→ Tareas del ejercicio
a) Reescriba el fragmento del texto sobre Pablo VI que empieza en «Con acierto, Eduardo» y continúa hasta «vida de cristianos.», poniendo «capítulo final» en lugar de «epílogo».
b) Prosiga la redacción del texto sobre Pablo VI a partir de su última oración.

**** Texto de referencia

También el amor al hombre y al mundo le hacen mirar con simpatía, le mueven a la escucha y a la comprensión, al conocimiento del alma humana y de los pueblos. El diálogo es el modo de hacer, la pedagogía de nuestro Dios, el misterio mismo de la encarnación. Dios amó al mundo y le entregó a su propio Hijo, por eso la Iglesia está llamada también a entregarse como servidora de la humanidad.

La vida de san Pablo VI ha estado marcada por la cruz, por el sufrimiento. Muchos afirman, y con razón, que uno de los signos de su santidad está en el martirio. Incomprendido por los que no entendieron su prudente reforma y por los que le culparon de los males de la Iglesia, vivió, en definitiva, lo que él mismo profetizó al comienzo de su pontificado: «También Jesús fue solo la cruz. Así yo debo aceptar esta soledad: no debo tener miedo, no debo buscar apoyo exterior que me exonere de mi deber, que es aquel de querer, de decidir, de asumir cada responsabilidad, de guiar a los otros, también aunque esto parezca ilógico o quizá absurdo. Es sufrir solo. Yo y Dios...».

Con acierto, Eduardo de las Hera ha titulado este libro De la cruz a la gloria, porque retrata la vida de un papa como Pablo VI.

Para introducirnos en la biografía propiamente de Pablo VI, el autor ha escrito un interesante y hermoso capítulo para mostrarnos el perfil humano y cristiano de Montini. Nos ayuda así a entrar en el relato de su vida con «los pies descalzos», porque la tierra que vamos a pisar es sagrada. Bien parece este capítulo una positio breve y atractiva de las virtudes del nuevo santo, y en algunos momentos hasta parece que estamos leyendo unas «florecillas» del santo.

Sugerente también el epílogo, que resume y destaca los rasgos más importantes de la persona y magisterio de san Pablo VI, concluyendo con unas sugerencias para este momento histórico de la Iglesia. Esta obra está escrita también para interpelarnos y ayudarnos a vivir nuestra vida de cristianos.

********
**** Datos proporcionados

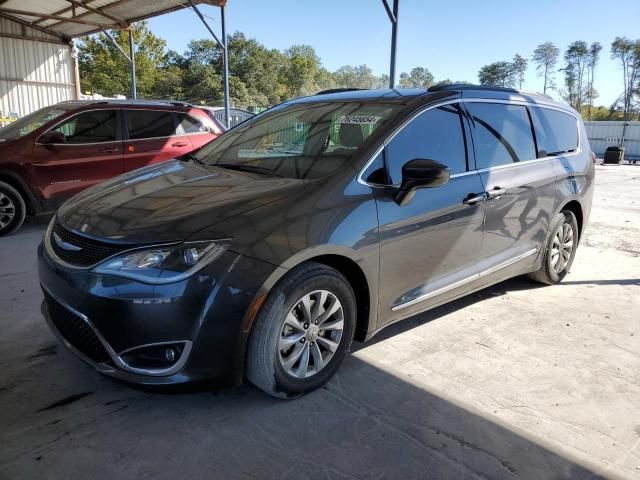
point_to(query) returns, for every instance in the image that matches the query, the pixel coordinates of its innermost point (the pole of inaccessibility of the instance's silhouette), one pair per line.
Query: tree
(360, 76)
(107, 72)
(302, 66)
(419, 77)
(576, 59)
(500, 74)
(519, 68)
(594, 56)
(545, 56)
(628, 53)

********
**** Datos proporcionados

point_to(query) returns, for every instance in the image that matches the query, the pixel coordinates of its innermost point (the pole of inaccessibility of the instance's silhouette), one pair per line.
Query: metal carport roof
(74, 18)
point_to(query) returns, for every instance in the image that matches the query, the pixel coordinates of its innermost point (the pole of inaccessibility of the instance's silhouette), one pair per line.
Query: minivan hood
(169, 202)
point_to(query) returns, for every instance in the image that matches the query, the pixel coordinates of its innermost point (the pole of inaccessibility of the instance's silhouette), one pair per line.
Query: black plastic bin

********
**** Datos proporcionados

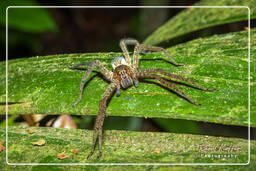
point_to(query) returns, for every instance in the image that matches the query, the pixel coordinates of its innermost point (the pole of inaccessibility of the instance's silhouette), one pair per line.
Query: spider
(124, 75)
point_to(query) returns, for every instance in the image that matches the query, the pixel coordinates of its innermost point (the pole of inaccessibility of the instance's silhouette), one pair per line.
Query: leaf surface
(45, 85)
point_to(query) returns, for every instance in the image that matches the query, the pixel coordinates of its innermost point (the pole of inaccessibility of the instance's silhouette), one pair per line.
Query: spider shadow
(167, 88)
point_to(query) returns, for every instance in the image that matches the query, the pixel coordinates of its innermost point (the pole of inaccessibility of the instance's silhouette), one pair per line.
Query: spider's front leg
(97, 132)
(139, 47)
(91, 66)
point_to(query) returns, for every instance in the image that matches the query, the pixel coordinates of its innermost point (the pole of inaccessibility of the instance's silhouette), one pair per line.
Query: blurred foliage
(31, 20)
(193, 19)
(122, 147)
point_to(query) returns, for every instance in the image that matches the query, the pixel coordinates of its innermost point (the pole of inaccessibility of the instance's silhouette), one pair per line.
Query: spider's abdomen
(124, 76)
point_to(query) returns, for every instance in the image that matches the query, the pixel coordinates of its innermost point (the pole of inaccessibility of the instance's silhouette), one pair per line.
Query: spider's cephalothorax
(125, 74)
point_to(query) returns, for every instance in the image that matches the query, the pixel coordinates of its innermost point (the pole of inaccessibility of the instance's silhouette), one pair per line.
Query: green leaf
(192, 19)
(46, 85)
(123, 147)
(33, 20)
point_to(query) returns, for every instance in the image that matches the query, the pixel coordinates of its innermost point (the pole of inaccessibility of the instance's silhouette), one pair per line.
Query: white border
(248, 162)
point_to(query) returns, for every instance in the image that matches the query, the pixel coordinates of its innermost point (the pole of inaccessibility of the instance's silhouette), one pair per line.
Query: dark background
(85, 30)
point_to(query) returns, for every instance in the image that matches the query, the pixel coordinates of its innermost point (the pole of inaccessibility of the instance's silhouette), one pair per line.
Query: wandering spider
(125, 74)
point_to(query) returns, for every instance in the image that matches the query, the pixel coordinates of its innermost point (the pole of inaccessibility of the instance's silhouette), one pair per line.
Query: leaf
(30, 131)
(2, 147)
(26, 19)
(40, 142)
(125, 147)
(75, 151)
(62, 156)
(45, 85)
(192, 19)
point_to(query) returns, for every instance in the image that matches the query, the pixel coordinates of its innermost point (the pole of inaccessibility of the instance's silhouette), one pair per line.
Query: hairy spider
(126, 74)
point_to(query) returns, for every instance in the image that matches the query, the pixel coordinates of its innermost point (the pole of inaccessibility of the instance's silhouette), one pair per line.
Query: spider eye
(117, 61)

********

→ Resultados del ejercicio
a)
Con acierto, Eduardo de las Hera ha titulado este libro De la cruz a la gloria, porque retrata la vida de un papa como Pablo VI.

Para introducirnos en la biografía propiamente de Pablo VI, el autor ha escrito un interesante y hermoso capítulo para mostrarnos el perfil humano y cristiano de Montini. Nos ayuda así a entrar en el relato de su vida con «los pies descalzos», porque la tierra que vamos a pisar es sagrada. Bien parece este capítulo una positio breve y atractiva de las virtudes del nuevo santo, y en algunos momentos hasta parece que estamos leyendo unas «florecillas» del santo.

Sugerente también el capítulo final, que resume y destaca los rasgos más importantes de la persona y magisterio de san Pablo VI, concluyendo con unas sugerencias para este momento histórico de la Iglesia. Esta obra está escrita también para interpelarnos y ayudarnos a vivir nuestra vida de cristianos.

b)
Agradezco una vez más al autor y a la editorial que, con motivo de la canonización, han querido volver a traernos y hacernos cercana la figura de san Pablo VI, una figura que se ha ido agrandando con el paso del tiempo, y que lo seguirá haciendo en el futuro. Hace muchos años, un compañero gaditano y yo, jóvenes estudiantes en Roma, decíamos: «Pablo VI, santo», y añadíamos: «Y doctor de la Iglesia».

Que san Pablo VI interceda por nosotros y por la Iglesia, a la que amó y sirvió hasta la entrega de la vida.

 

+ GINÉS GARCÍA BELTRÁN

obispo de Getafe

y presidente de la Fundación Pablo VI

INTRODUCCIÓN

 

Elegido sucesor del apóstol san Pedro con 66 años, Juan Bautista Montini, hoy san Pablo VI, sirvió a la Iglesia católica durante quince años: desde el 21 de junio de 1963 hasta el 6 de agosto de 1978, en que murió.

Su obra más importante fue la de pilotar, con pulso firme, las tareas de un Concilio, el Vaticano II, y su posterior aplicación. Dos años y medio de Concilio y trece de duro y gozoso posconcilio. Esta fue su obra más grande: la obra que le acarreó más disgustos y también la que le condujo a la gloria.

Cuando los de mi generación recibimos el sacramento que nos confirió el ministerio de presbíteros –en mi caso, el año de gracia de 1966–, se acababa de clausurar el Concilio Vaticano II. Lo condujo él en sus etapas más decisivas, y él mismo lo clausuró el 8 de diciembre de 1965.

No hace falta decir, a estas alturas, que el Concilio fue el acontecimiento eclesial más importante de todo el siglo XX. Gracias al Vaticano II, el papa Pablo VI será conocido y reconocido siempre. Todavía seguimos viviendo, sumergidos en el espíritu de aquel bendito Concilio, ya que un concilio es obra profunda y duradera, aunque los tiempos avancen deprisa.

A muchos de nosotros, san Pablo VI nos pareció, ya entonces, un papa valiente y abierto. Un pastor equilibrado, sabio y prudente, que sufría en silencio los problemas de una Iglesia en renovación y reforma. Una Iglesia que se puso al servicio de una sociedad no menos convulsa, metida en un mundo en transformación acelerada.

En este esfuerzo de adaptación –aggiornamento lo llamó san Juan XXIII–, el papa Montini tuvo que afrontar las tormentas de una época en ebullición, cuyo referente ideológico y social puede ser la famosa fecha de mayo del 68 –cincuenta años atrás– y, en el catolicismo, tal vez el fenómeno más importante que él tuvo que vivir –no sin sufrimiento– coincidió con el de un secularismo creciente, que venía de lejos, pero que comenzó a incrementarse en la segunda mitad del siglo XX.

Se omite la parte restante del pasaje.